Set problem 1 → In the silver price report, give the passage again from "Silver price (XAG/USD)" through "Reserve (Fed) independence.", switching "European hours" to "Asian hours".
Set problem 2 → According to the silver price report, what did the US and Taiwan sign on Thursday?
Set problem 3 → Please carry the silver price report on past its final sentence.

Page extract →
——————
XAG/USD falls to near $91.00 due to risk-on sentiment

By |2026-01-16T18:21:02+02:00January 16, 2026|Forex News, News|0 Comments


Silver price (XAG/USD) extends its losses for the second successive session, trading around $91.00 during the European hours on Friday. Silver price loses ground amid decreasing safe-haven demand, which could be attributed to easing concerns over geopolitical risks and Federal Reserve (Fed) independence.

US President Donald Trump said he had stepped back from threats of military action after receiving assurances that further killings would not occur and executions would be halted. Market sentiment was also supported by reports that Israel and other regional allies urged Washington to delay any action, amid concerns over potential retaliation.

The safe-haven demand for Silver weakens as the risk-on mood improves after President Trump said he has no plans to dismiss Fed Chair Jerome Powell despite reported Justice Department indictment threats. Moreover, the US and Taiwan signed a trade agreement on Thursday aimed at boosting American semiconductor production in exchange for lower tariffs.
——————
Data entries →
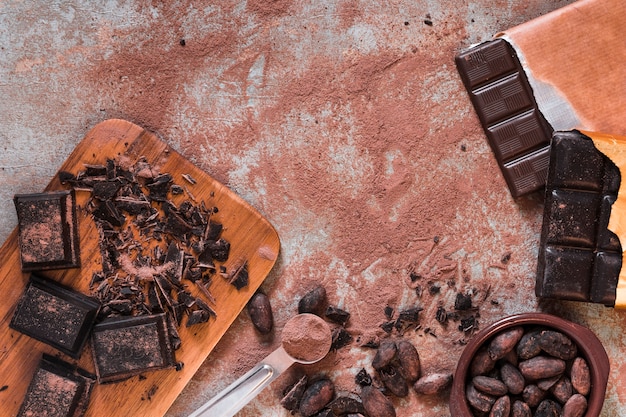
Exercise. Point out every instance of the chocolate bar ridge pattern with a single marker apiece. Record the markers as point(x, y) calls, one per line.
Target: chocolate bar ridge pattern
point(579, 257)
point(517, 132)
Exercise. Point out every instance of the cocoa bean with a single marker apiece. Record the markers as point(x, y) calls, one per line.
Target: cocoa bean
point(481, 363)
point(501, 408)
point(376, 404)
point(491, 386)
point(313, 302)
point(478, 400)
point(504, 342)
point(316, 396)
point(385, 353)
point(432, 384)
point(533, 395)
point(346, 405)
point(520, 409)
point(546, 384)
point(512, 378)
point(548, 408)
point(528, 346)
point(576, 406)
point(394, 381)
point(557, 344)
point(541, 367)
point(562, 390)
point(580, 376)
point(291, 400)
point(409, 359)
point(260, 312)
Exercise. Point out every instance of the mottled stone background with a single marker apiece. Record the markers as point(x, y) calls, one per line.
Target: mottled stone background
point(343, 122)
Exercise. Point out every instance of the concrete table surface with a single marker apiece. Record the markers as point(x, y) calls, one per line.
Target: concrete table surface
point(343, 122)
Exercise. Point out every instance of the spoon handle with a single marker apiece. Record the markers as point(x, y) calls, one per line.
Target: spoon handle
point(244, 389)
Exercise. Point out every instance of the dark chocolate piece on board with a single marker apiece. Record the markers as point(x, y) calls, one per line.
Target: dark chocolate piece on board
point(128, 346)
point(579, 258)
point(503, 99)
point(47, 230)
point(57, 389)
point(56, 315)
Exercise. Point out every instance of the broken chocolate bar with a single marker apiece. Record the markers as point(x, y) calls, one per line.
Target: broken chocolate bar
point(579, 258)
point(501, 95)
point(128, 346)
point(48, 230)
point(57, 389)
point(56, 315)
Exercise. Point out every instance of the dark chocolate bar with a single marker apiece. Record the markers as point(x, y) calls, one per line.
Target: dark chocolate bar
point(57, 389)
point(48, 230)
point(579, 258)
point(56, 315)
point(128, 346)
point(517, 132)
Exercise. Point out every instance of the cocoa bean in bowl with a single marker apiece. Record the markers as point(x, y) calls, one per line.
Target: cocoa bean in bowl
point(531, 365)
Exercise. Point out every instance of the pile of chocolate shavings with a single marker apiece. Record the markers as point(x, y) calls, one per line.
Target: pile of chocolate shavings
point(152, 249)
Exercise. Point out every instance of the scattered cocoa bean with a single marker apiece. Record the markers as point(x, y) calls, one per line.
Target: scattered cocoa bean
point(481, 363)
point(313, 302)
point(528, 346)
point(562, 390)
point(533, 395)
point(346, 405)
point(557, 344)
point(520, 409)
point(504, 342)
point(512, 378)
point(548, 408)
point(432, 384)
point(541, 367)
point(316, 397)
point(394, 381)
point(376, 404)
point(546, 384)
point(478, 400)
point(260, 312)
point(410, 365)
point(291, 399)
point(576, 406)
point(491, 386)
point(501, 408)
point(580, 376)
point(385, 353)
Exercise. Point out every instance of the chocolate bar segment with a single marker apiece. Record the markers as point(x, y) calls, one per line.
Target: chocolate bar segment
point(48, 230)
point(57, 389)
point(128, 346)
point(56, 315)
point(579, 257)
point(501, 95)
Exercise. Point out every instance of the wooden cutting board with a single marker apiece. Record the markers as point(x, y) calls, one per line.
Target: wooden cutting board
point(252, 238)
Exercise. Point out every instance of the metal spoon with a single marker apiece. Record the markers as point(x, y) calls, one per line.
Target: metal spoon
point(239, 393)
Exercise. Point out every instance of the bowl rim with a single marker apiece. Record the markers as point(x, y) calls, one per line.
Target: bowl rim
point(588, 343)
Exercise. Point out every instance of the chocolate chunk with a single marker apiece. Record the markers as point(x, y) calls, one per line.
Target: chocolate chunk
point(502, 97)
point(48, 230)
point(57, 389)
point(128, 346)
point(579, 258)
point(56, 315)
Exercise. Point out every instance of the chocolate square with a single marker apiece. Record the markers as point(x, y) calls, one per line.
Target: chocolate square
point(57, 389)
point(579, 257)
point(128, 346)
point(48, 230)
point(56, 315)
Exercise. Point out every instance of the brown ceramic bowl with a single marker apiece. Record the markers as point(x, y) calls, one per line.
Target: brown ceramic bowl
point(588, 344)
——————
Written answer 1 →
Silver price (XAG/USD) extends its losses for the second successive session, trading around $91.00 during the Asian hours on Friday. Silver price loses ground amid decreasing safe-haven demand, which could be attributed to easing concerns over geopolitical risks and Federal Reserve (Fed) independence.

Written answer 2 → A trade agreement aimed at boosting American semiconductor production in exchange for lower tariffs.

Written answer 3 →
Silver, a non-interest-bearing asset, loses its shine as Thursday’s US Initial Jobless Claims data reinforced the likelihood that the Fed will keep interest rates on hold for the coming months. According to the CME Group’s FedWatch tool, Fed funds futures continue to price in about a 95% probability that the US central bank will keep rates unchanged at its January 27–28 meeting. Fed funds futures have pushed expectations for the next rate cut back to June, reflecting stronger labor market conditions and policymakers’ concerns over sticky inflation.

Initial Jobless Claims unexpectedly fell to 198K in the week ended January 10, below market expectations of 215K and down from the prior week’s revised 207K. The data confirmed that layoffs remain limited and that the labor market is holding up despite an extended period of high borrowing costs.

Silver FAQs

Silver is a precious metal highly traded among investors. It has been historically used as a store of value and a medium of exchange. Although less popular than Gold, traders may turn to Silver to diversify their investment portfolio, for its intrinsic value or as a potential hedge during high-inflation periods. Investors can buy physical Silver, in coins or in bars, or trade it through vehicles such as Exchange Traded Funds, which track its price on international markets.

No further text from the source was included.